[Stored data]
--------------------

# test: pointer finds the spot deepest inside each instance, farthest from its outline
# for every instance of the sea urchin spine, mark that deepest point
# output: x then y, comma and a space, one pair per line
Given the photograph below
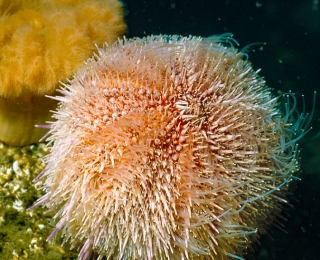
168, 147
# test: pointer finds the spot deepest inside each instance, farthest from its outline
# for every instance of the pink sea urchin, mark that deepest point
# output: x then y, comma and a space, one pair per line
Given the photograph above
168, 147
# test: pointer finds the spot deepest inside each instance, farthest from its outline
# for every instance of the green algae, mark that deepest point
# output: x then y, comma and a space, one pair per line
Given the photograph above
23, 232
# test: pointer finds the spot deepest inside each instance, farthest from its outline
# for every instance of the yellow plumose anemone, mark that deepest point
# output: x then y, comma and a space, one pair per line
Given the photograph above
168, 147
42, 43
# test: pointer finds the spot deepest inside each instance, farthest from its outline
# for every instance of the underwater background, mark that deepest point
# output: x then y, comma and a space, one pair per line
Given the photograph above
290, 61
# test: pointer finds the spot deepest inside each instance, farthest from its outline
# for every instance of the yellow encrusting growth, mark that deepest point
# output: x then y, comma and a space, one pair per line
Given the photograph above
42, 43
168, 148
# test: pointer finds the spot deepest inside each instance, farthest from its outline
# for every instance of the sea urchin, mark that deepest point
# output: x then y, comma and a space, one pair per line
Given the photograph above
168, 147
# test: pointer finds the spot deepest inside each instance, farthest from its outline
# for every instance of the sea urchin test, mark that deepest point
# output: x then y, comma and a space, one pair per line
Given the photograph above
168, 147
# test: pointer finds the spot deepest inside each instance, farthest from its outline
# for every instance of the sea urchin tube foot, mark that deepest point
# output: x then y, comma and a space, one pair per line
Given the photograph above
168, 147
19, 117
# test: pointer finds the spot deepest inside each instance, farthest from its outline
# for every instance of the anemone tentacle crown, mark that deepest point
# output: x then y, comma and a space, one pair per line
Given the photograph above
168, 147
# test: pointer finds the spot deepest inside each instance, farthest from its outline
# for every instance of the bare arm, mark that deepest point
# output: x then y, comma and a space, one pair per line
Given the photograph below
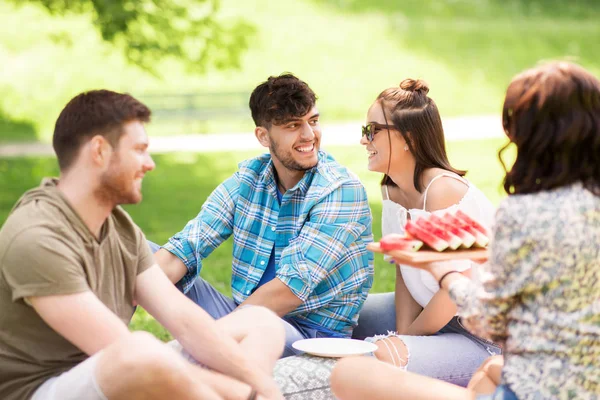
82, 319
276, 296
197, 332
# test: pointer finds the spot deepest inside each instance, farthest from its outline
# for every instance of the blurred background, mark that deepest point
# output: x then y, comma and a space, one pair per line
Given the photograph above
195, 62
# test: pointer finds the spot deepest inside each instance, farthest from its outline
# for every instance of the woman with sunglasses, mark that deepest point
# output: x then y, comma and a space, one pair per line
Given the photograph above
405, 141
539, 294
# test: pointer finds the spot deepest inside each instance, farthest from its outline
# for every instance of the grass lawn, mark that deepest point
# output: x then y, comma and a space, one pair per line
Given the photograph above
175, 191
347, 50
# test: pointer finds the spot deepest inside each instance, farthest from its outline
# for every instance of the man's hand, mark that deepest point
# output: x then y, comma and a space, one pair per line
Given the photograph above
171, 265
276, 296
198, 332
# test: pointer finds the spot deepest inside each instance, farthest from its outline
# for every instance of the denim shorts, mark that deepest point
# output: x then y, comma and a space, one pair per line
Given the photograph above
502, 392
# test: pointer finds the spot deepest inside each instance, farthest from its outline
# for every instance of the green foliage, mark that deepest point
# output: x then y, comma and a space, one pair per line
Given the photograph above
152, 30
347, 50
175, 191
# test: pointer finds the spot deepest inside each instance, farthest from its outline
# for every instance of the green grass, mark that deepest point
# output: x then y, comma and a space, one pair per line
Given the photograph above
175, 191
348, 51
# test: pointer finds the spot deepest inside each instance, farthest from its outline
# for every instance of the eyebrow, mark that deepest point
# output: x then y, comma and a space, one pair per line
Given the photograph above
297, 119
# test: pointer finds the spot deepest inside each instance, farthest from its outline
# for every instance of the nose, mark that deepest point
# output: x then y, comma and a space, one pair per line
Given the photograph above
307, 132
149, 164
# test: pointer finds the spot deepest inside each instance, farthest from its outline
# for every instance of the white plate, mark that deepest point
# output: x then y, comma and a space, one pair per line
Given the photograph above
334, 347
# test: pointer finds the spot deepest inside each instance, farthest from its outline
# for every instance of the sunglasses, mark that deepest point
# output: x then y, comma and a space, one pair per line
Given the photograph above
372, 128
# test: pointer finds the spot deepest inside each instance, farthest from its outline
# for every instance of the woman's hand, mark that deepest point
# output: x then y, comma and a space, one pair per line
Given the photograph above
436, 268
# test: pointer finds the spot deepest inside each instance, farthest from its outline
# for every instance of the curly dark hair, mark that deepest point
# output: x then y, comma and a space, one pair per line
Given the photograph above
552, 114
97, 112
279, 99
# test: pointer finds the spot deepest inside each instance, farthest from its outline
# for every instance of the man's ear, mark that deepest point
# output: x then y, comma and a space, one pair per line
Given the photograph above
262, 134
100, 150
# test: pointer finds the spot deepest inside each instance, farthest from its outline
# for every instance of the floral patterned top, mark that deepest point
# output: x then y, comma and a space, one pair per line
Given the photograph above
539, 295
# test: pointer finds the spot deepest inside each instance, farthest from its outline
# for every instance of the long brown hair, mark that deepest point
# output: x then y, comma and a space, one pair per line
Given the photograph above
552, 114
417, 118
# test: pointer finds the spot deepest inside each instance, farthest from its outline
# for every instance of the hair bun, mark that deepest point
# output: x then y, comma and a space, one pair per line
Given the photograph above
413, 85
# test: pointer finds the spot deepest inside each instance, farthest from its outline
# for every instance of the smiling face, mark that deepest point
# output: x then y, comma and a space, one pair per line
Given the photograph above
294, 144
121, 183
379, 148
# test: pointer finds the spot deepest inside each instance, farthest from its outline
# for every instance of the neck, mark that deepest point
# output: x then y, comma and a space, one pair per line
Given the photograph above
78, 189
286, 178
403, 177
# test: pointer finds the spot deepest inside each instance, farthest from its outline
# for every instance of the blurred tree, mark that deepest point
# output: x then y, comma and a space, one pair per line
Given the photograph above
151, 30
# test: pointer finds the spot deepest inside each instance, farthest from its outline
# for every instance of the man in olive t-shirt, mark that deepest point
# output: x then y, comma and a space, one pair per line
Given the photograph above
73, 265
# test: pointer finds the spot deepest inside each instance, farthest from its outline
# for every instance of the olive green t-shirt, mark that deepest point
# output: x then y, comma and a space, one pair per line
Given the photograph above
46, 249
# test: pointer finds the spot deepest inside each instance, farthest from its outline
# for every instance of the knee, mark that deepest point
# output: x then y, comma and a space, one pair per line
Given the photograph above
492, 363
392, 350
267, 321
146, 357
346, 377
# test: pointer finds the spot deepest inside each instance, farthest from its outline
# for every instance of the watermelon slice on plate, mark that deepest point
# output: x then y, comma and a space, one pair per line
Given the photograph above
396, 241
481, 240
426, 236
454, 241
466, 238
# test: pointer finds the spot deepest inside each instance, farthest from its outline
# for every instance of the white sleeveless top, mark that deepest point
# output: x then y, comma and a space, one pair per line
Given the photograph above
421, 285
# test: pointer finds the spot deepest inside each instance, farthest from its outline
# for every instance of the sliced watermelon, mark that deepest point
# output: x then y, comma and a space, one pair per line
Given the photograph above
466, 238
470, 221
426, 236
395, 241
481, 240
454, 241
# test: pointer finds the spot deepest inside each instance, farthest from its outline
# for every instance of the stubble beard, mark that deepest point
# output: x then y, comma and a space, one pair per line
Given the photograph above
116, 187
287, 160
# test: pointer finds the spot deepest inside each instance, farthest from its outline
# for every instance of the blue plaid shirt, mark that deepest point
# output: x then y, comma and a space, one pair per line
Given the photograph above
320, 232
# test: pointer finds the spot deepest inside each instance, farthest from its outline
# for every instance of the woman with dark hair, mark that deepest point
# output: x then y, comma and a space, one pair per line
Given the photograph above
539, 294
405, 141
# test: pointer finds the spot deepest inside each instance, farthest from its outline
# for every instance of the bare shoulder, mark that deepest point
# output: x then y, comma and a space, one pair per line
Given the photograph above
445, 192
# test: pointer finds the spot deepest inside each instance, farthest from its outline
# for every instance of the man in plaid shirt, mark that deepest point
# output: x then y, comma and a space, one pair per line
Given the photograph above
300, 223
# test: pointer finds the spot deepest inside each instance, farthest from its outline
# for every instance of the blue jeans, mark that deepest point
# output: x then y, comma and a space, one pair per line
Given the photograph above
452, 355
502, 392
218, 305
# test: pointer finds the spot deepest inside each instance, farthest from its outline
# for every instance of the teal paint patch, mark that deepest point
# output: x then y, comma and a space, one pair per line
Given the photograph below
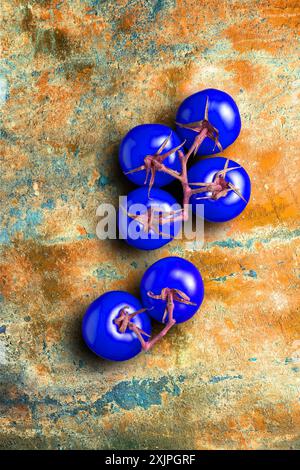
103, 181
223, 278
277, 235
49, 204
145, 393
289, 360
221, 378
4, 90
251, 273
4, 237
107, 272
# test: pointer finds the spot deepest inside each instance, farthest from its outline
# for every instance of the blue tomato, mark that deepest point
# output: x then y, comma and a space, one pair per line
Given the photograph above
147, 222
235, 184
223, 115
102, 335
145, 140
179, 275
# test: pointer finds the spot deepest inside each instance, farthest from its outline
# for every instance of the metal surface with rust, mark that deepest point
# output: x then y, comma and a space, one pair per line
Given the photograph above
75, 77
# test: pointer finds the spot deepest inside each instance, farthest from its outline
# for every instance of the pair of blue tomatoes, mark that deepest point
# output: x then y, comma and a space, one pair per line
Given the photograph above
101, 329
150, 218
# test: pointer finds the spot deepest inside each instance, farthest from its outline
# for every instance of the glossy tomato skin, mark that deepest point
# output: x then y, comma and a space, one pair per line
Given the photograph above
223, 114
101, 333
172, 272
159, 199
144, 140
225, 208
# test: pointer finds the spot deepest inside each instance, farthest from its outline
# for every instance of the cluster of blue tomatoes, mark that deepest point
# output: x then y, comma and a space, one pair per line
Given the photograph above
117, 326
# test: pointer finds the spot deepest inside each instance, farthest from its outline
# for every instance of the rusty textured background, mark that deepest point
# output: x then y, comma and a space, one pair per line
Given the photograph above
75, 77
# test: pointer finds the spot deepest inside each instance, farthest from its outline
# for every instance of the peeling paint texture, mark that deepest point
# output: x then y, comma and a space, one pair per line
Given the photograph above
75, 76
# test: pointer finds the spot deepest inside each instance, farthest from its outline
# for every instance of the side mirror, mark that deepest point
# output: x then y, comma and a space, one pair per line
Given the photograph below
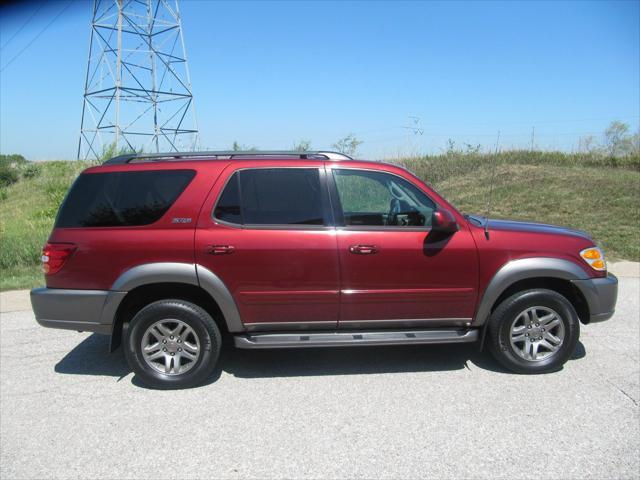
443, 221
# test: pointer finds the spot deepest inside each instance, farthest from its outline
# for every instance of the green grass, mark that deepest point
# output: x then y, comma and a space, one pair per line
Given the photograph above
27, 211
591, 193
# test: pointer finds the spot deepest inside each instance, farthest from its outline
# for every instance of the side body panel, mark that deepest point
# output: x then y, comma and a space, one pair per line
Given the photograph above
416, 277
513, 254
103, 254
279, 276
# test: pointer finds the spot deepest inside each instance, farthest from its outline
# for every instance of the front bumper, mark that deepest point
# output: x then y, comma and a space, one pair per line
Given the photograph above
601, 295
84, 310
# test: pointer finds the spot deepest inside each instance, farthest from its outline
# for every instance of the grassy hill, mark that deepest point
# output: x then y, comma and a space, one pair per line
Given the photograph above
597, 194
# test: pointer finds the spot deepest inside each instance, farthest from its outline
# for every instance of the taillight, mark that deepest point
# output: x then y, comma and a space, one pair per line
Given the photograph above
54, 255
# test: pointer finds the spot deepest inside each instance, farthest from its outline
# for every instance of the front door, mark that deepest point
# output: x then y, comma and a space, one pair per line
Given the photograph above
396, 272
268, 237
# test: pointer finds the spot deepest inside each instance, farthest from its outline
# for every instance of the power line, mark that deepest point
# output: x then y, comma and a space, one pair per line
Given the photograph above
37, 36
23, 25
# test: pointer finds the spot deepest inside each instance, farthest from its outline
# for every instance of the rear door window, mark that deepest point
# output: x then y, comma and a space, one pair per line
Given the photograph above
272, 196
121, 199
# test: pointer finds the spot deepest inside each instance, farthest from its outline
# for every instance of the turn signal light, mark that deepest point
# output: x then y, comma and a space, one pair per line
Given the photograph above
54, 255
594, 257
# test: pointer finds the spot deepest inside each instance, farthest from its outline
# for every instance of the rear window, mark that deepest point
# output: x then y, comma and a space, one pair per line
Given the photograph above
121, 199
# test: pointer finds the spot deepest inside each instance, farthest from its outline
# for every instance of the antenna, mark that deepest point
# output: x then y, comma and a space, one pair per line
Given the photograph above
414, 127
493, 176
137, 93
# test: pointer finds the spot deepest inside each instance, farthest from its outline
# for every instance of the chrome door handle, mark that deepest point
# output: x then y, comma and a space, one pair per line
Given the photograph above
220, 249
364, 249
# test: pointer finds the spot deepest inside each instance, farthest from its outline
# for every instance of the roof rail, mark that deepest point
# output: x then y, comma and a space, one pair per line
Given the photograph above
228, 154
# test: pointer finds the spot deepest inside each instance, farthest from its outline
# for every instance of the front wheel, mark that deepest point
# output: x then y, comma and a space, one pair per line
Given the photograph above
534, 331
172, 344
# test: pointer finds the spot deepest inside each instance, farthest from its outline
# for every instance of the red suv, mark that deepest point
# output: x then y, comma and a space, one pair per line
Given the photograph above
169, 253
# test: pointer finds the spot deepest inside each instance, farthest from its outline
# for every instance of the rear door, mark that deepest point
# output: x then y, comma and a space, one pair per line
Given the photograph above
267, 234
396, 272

--------------------

▸ AIM OF THE TASK
Extract every line of the material above that contains the string "window", matching case exactly.

▸ ANSWER TO THE TASK
# for every instance of the rear door window, mark that deepest point
# for every instance of the rear window, mark that deepest point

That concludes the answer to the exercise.